## START Page excerpt

“Begner hopes the state doesn’t make this about Islam or ethnicity. This death could have happened, he says, in any culture, with any family.”
Why does the mainstream media believe it necessary always to exonerate Islam from any responsibility for violence committed by Muslims in the name of Islam? Who decided that this must be done, and on what grounds, and why do they all fall into lockstep without question?
NPR and the others are only enabling the murders of more women like Sandeela Kanwal. Why? Murders happen anywhere, among all groups, but this is not just a murder, it is an honor killing, and it simply isn’t true that “this death could have happened…in any culture, with any family.” If that were true, then where are the Christian honor killings, as one of the NPR commenters on this article said: “It would be the same part of the story is a christian said God told him to kill his daughter”? All right, put up or shut up: where are those Christians whom God is telling to kill their daughters?
Where is the Christian sect that teaches that while “retaliation is obligatory against anyone who kills a human being purely intentionally and without right,” yet “not subject to retaliation” is “a father or mother (or their fathers or mothers) for killing their offspring, or offspring’s offspring”? In other words, a father who kills his daughter incurs no penalty. What Christian sect teaches that? The quotes are from a manual of Islamic law certified by the foremost institution in Sunni Islam, Al-Azhar in Cairo, as a reliable guide to Sunni orthodoxy: ‘Umdat al-Salik (o1.1-2).

## END Page excerpt

__Task instructions__
**1)** Answer these questions from the commentary on honor killing:
(a) Whose murder does the commentary name?
(b) What does Begner hope the state won't make the death about?
(c) Which institution certified the manual of Islamic law that the commentary quotes?
**2)** Pick up the commentary on honor killing after its last sentence and carry it forward.
The data that comes after this point is from a separate source.

## START Records supplied

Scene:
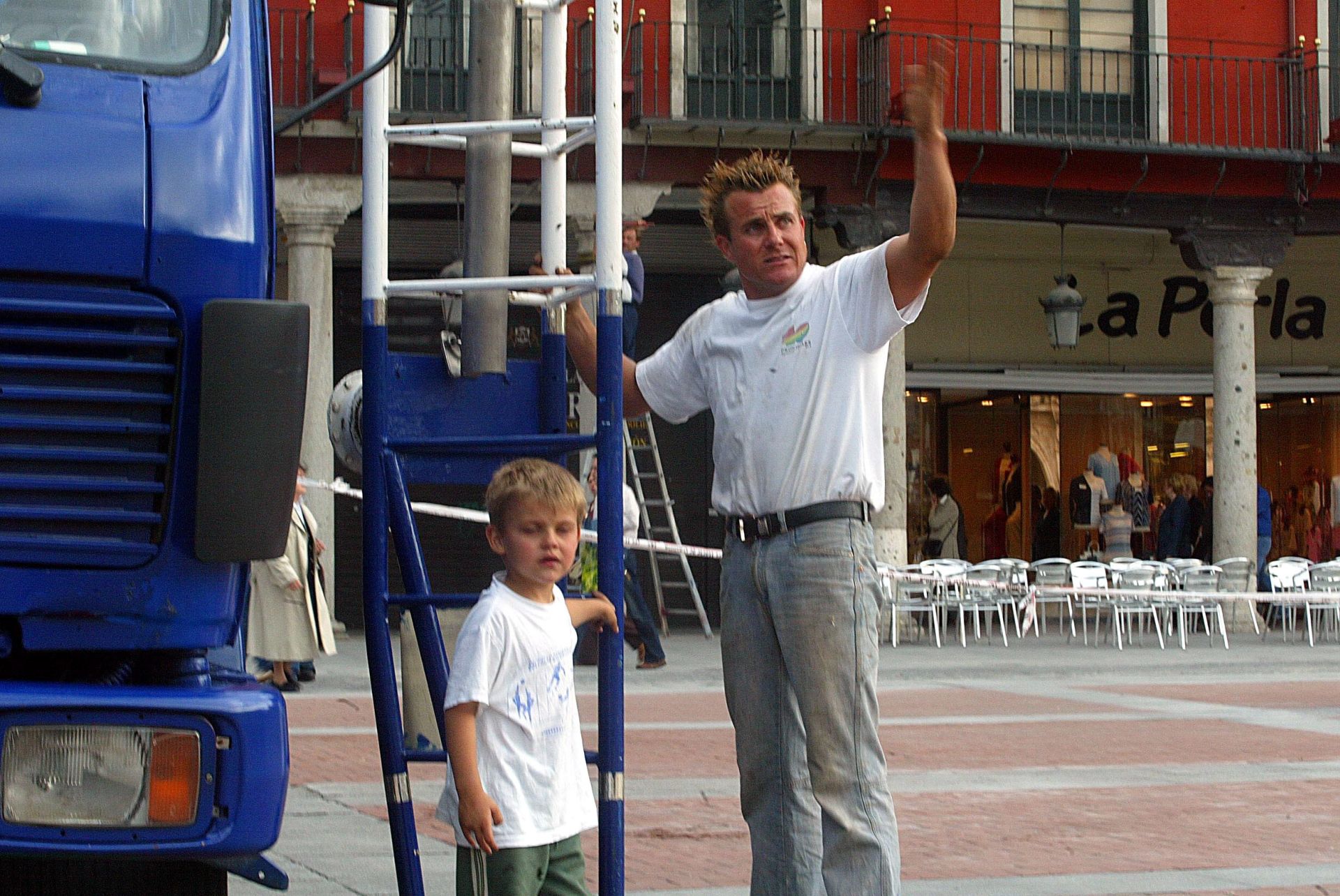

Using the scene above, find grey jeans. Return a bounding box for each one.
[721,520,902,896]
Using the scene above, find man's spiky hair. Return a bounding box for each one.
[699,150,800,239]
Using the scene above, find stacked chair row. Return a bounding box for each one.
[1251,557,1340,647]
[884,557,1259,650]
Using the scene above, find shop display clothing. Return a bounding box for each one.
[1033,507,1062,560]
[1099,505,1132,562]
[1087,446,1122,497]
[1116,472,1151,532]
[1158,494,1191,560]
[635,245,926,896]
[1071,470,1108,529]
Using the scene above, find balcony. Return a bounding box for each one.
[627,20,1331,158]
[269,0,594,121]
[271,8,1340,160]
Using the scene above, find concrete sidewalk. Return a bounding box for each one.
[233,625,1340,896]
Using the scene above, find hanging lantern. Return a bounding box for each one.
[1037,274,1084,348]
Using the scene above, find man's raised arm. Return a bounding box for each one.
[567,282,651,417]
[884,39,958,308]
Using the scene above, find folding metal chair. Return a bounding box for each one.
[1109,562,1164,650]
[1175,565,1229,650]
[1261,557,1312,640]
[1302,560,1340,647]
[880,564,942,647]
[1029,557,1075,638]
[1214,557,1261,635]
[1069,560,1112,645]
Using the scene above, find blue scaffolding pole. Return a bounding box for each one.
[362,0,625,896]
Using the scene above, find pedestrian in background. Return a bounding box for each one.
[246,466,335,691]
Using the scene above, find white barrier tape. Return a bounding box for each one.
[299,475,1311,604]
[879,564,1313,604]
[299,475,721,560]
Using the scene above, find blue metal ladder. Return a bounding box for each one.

## END Records supplied
## START Records supplied

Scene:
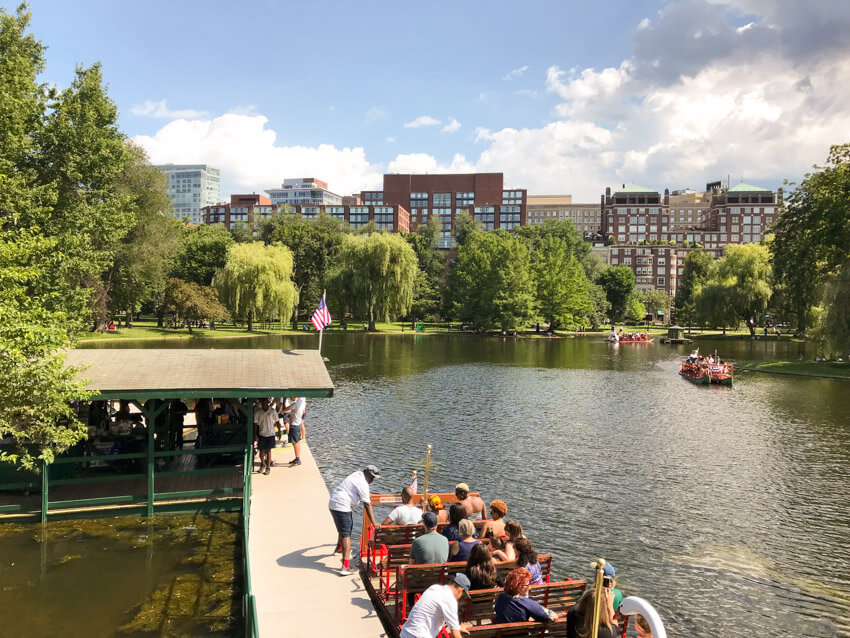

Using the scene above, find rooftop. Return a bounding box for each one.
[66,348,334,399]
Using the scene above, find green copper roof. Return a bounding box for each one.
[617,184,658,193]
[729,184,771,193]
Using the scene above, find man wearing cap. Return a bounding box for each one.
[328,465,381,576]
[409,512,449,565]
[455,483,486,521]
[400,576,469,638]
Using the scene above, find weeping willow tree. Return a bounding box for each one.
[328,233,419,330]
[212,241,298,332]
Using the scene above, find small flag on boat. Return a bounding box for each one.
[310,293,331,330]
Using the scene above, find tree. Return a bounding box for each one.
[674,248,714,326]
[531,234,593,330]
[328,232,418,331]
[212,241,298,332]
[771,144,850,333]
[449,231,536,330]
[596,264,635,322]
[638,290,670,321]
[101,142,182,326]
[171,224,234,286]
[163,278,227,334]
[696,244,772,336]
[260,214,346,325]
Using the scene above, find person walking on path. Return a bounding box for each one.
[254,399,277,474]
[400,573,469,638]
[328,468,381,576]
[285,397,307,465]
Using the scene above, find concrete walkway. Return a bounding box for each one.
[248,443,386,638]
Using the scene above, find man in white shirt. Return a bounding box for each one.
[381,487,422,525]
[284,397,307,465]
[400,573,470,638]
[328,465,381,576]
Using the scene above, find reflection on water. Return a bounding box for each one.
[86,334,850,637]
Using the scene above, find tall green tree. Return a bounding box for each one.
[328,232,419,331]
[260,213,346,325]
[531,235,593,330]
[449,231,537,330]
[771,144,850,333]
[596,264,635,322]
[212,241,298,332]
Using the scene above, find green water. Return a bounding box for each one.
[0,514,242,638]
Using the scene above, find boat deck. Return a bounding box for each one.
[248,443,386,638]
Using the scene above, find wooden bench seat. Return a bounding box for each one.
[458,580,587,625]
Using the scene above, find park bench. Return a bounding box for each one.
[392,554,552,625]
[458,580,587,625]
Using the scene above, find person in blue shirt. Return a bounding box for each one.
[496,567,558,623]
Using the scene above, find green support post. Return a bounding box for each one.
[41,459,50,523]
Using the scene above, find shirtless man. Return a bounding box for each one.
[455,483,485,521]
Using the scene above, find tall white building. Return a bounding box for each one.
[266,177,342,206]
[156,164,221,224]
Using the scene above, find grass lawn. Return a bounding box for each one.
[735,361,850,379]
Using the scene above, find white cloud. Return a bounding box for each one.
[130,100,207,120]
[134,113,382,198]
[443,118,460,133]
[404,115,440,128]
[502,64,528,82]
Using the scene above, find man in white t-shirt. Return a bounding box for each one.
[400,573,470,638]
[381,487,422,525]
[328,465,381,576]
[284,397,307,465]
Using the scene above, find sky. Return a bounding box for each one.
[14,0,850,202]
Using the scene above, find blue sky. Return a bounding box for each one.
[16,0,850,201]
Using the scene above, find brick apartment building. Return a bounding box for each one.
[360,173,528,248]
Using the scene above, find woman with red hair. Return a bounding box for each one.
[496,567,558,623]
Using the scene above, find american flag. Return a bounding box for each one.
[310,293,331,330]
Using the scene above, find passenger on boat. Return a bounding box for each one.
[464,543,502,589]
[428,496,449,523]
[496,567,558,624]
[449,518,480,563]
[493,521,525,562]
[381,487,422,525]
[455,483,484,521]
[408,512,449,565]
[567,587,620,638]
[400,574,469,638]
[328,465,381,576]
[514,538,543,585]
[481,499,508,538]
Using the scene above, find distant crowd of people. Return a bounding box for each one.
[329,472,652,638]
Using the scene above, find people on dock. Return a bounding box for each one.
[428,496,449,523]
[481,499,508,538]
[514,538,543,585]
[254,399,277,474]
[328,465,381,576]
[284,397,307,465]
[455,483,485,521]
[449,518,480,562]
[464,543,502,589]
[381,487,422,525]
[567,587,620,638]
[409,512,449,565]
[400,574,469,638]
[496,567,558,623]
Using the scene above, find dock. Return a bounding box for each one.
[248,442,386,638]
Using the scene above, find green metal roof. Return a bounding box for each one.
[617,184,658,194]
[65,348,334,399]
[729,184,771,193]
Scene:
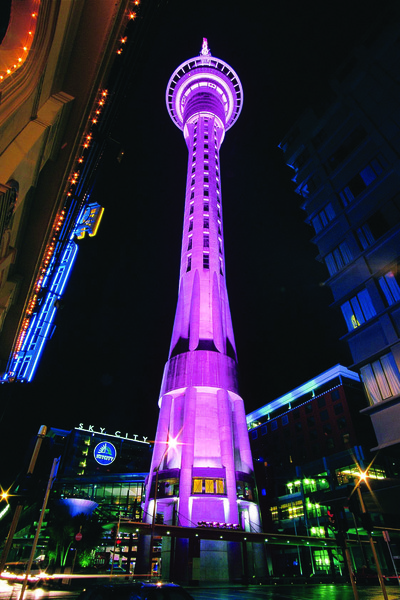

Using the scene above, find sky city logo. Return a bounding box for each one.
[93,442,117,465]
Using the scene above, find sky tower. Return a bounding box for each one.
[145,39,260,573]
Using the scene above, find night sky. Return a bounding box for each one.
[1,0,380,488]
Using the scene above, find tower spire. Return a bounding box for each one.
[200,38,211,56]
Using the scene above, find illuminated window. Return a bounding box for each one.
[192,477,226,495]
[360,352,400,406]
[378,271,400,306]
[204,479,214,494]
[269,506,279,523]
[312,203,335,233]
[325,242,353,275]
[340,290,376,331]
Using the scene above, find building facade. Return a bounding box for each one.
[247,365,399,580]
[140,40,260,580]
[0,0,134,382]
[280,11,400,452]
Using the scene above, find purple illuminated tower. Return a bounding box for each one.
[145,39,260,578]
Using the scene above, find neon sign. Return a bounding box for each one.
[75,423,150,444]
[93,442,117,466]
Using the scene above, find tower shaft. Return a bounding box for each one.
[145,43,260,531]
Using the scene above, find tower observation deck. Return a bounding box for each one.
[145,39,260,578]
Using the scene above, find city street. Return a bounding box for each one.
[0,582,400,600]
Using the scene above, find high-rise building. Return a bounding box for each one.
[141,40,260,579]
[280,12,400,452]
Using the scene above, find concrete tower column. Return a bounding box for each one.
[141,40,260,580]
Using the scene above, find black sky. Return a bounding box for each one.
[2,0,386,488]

## END Records supplied

__Solved tasks__
**1)**
(a) Sandeela Kanwal
(b) Islam or ethnicity
(c) Al-Azhar in Cairo

**2)**
Where, if this murder could have happened in any culture, in any family, are the courts in majority-Christian or culturally Christian countries that teach that “murder to save a woman’s honour not a crime,” as the Lahore High Court (LHC) in Pakistan declared just last Thursday?
When NPR retails nonsense of this kind, it only deflects attention from where it ought to be focused: upon Muslim communities in the West. Instead of exonerating Islam, NPR and the rest of the mainstream media ought to be calling upon Muslim leaders in America to acknowledge the widespread acceptance among Muslims of honor killing as Islamically correct, and calling upon them to begin to teach against it.
If they don’t do this, there are certain to be more honor killings in the United States.
Yet it is unthinkable that NPR would start calling upon Muslim leaders not only to denounce honor killing, but to institute comprehensive, honest, transparent, inspectable programs in mosques and Islamic schools in America that teach against it and call it the crime that it is. And that in itself is a crime atop another crime.
An update on this story. “Man Accused Of Killing Daughter For Family Honor,” by Jamie Tarabay for NPR, January 26 (thanks to Davida):
Morning Edition, January 26, 2009 · Police in Atlanta have been investigating the death of a 25-year-old Pakistani woman, who was allegedly murdered by her father in the name of family honor.
She wanted out of an arranged marriage, but her father thought a divorce would bring shame to the family.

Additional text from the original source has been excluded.